[Things to do]
1 > According to the article on treating marijuana like alcohol, what legal consumption age would states most likely set?
2 > List every power the article on treating marijuana like alcohol says Washington would have under that approach.
3 > Resume the article on treating marijuana like alcohol, starting after its final sentence.

[Exercise passage]
━━━━━━━━━━━━━━━━

Treating Weed like Alcohol May Be the Only Reasonable Option

Treating Weed
Woman's hand holding a young growing cannabis marijuana leaf inside a green house. Marijuana care concept


There are still thirteen states that have not given the green light to medical marijuana. Among the thirty-seven that have, nineteen still haven’t said okay to recreational use. Meanwhile, federal lawmakers still cannot manage to get a decriminalization bill through both chambers and to the president’s desk. Is there any option that would make enough people happy to settle the marijuana question once and for all?

Admittedly, marijuana decriminalization is a touchy subject. The drug has been illegal in this country for so long that the thought of legalizing it just doesn’t pass muster in many eyes. Maybe things will be different ten years from now. But for now, there are just too many people that are not convinced decriminalization is the right way to go.

We need to do something. Conflicting state and federal laws demand as much. So perhaps the only reasonable option is to change the legal framework so that we can start treating marijuana like alcohol. That would not make everybody happy, but it would probably make them happier than they are now.

Legal Recreational Use

What would marijuana look like if it were treated like alcohol? First and foremost, recreational use would be legal across the country. States would set their own legal consumption ages which, in all likelihood, would be twenty-one. States would also have the ability to license dispensaries, growing operations, and processors.

Washington would have the ability to regulate interstate transport. It would be able to levy a federal tax and require licenses for certain types of operations. It would also continue to have the authority to regulate or completely restrict imports and exports.

Licensed Medical Use

The recreational part is the simpler of the two. More difficult is the prospect of regulating medical use. If marijuana were treated like alcohol, we would have to come up with some sort of threshold that draws a distinction between recreational pot and a medicine.

━━━━━━━━━━━━━━━━

Saved entries
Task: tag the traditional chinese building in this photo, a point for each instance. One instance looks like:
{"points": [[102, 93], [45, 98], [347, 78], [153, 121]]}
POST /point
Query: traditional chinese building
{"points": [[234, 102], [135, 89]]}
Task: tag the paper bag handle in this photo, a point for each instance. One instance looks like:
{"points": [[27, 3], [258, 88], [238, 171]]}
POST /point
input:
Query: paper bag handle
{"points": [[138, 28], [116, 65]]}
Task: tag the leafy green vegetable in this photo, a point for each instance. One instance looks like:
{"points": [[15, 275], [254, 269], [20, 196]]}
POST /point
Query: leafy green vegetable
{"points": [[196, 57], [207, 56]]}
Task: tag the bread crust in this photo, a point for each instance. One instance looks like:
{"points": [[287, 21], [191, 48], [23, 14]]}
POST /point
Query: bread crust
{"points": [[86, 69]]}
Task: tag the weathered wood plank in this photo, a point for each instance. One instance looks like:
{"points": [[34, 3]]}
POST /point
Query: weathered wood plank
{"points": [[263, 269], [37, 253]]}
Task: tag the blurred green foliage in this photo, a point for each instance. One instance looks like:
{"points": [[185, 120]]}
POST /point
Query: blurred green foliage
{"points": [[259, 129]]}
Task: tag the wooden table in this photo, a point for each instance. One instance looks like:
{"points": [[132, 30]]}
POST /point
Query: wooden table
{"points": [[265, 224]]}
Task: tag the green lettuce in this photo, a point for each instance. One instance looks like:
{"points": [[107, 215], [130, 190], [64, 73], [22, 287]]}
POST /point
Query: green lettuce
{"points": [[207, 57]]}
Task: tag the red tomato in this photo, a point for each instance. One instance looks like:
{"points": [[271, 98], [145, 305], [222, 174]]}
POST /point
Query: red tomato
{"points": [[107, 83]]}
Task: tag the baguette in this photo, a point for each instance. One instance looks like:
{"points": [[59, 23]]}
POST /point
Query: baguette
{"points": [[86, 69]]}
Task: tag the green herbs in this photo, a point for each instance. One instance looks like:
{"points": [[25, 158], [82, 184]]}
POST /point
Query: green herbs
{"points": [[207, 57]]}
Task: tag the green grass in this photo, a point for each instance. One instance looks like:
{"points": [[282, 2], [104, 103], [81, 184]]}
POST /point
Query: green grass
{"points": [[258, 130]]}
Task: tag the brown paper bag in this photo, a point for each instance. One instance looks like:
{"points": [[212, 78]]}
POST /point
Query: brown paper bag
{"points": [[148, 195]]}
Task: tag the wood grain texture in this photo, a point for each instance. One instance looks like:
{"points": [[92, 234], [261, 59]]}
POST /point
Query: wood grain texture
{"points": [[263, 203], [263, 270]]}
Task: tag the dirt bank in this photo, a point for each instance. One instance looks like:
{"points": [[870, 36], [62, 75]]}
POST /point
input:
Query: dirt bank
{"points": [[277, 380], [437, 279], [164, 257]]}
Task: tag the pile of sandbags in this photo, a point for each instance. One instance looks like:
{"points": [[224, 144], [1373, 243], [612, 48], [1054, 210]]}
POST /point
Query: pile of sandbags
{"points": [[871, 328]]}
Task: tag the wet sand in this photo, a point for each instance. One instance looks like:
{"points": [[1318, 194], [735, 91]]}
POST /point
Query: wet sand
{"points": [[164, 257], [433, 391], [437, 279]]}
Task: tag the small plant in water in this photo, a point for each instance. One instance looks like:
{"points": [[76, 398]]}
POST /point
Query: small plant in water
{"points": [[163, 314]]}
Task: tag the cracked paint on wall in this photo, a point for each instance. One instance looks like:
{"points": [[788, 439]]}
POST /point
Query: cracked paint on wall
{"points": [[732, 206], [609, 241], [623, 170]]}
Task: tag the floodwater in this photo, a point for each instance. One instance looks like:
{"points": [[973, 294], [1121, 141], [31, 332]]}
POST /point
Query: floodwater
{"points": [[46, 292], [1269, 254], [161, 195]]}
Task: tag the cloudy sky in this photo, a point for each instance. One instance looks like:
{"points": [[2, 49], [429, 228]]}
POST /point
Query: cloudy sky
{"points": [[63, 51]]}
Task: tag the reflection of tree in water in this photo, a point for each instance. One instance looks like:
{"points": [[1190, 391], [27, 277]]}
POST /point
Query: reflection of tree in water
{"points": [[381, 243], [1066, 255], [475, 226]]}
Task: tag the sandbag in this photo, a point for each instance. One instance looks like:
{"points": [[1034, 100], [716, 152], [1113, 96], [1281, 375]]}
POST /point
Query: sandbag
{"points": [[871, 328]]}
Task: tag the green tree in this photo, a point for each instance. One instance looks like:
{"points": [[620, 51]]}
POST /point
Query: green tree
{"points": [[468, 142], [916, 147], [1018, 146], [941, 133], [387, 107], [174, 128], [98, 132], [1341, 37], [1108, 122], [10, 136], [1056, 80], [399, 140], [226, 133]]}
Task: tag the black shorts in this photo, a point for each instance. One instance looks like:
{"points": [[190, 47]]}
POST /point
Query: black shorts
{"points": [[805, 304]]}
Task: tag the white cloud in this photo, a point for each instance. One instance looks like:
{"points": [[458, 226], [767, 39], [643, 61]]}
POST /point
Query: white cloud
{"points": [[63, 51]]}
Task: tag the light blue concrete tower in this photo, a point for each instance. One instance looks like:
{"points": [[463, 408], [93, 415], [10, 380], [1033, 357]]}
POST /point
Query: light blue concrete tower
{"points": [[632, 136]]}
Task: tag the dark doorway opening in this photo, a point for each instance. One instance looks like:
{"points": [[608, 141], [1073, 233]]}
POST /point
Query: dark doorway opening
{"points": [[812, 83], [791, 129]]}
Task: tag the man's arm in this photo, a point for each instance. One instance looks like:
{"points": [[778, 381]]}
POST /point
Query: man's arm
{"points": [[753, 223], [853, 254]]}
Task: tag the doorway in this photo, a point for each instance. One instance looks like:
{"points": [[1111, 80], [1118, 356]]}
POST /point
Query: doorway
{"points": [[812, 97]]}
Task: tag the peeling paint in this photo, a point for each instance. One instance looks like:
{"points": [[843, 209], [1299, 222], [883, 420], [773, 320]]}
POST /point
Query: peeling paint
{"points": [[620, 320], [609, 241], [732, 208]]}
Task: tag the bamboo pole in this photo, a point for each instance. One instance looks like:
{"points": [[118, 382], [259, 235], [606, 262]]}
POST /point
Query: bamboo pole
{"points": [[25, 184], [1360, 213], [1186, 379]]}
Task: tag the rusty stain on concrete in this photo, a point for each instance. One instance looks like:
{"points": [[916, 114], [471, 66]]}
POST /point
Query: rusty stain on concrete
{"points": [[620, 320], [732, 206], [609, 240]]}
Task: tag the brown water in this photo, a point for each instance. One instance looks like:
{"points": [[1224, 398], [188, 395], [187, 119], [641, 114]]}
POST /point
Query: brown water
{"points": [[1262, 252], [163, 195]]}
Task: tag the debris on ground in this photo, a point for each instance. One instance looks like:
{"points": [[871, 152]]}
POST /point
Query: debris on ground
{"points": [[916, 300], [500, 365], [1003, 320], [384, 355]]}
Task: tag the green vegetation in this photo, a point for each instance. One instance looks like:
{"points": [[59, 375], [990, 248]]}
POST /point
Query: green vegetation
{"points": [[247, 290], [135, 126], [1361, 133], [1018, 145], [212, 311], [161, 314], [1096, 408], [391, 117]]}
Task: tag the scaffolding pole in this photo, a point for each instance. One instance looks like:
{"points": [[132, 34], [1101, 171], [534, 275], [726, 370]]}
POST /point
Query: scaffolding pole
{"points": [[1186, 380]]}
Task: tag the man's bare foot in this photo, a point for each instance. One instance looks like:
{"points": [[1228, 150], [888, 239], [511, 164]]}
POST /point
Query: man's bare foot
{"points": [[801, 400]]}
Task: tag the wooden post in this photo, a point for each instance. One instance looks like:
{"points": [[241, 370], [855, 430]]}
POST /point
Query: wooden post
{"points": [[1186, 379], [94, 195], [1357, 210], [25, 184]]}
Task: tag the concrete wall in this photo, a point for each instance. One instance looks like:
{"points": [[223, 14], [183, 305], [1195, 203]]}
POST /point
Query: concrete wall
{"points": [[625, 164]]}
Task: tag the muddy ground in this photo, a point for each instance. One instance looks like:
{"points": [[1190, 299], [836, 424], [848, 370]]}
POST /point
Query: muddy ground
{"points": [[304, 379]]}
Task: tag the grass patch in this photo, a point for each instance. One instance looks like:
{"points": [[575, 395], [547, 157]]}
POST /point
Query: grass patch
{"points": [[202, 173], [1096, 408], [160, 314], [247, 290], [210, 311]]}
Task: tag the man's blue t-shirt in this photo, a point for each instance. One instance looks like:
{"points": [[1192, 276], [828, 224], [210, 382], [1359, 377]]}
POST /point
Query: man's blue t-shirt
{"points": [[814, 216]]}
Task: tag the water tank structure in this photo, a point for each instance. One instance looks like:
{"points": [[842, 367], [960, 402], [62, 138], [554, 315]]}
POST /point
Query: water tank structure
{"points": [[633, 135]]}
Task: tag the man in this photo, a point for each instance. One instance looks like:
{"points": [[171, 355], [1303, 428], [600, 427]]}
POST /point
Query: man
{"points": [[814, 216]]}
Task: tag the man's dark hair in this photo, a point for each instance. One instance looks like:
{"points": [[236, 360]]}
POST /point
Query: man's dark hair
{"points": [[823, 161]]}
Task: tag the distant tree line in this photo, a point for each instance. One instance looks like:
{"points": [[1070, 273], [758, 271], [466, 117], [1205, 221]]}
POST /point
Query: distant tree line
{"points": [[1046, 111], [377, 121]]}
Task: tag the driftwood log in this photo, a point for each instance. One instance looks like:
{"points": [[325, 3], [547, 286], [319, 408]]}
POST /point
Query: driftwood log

━━━━━━━━━━━━━━━━

[Answers to this exercise]
1 > Twenty-one.

2 >
- Regulate interstate transport
- Levy a federal tax
- Require licenses for certain types of operations
- Regulate or completely restrict imports and exports

3 >
There would also have to be a push to develop specific cannabis-based medicines that could be obtained with prescriptions. But for that to happen, Washington would not only have to loosen the restrictions on research, but they would also have to get involved in actively funding research.

Again, states would retain some measure of control. For example, Utah would have to be allowed to continue restricting cannabis to medical use only. They would need to have the freedom to tell Provo’s Deseret Wellness that they can only sell to legal cardholders. If we take that freedom away from the states, it would be impossible to maintain a distinction between recreational and medical use.

State and Federal Taxation

If we began treating marijuana like alcohol, state and federal taxation would continue unabated. In fact, we would probably have a situation in which federal and state lawmakers competed to see who could be the most creative with marijuana taxes. There is too much revenue there to leave by the wayside.

Some of the tax money would have to go to education programs designed to teach kids they shouldn’t use marijuana. Much the same way we attempt to teach them not to drink. After all, recreational weed is fine for adults. Teens and preteens, not so much.

The only ones left out in the cold would be those who are against all sorts of psychoactive substances. These are folks that would love to see America go dry again. And they are free to have that opinion. This is America, after all. It is the land of the free and the home of the brave. And it is one that still can’t settle the marijuana question.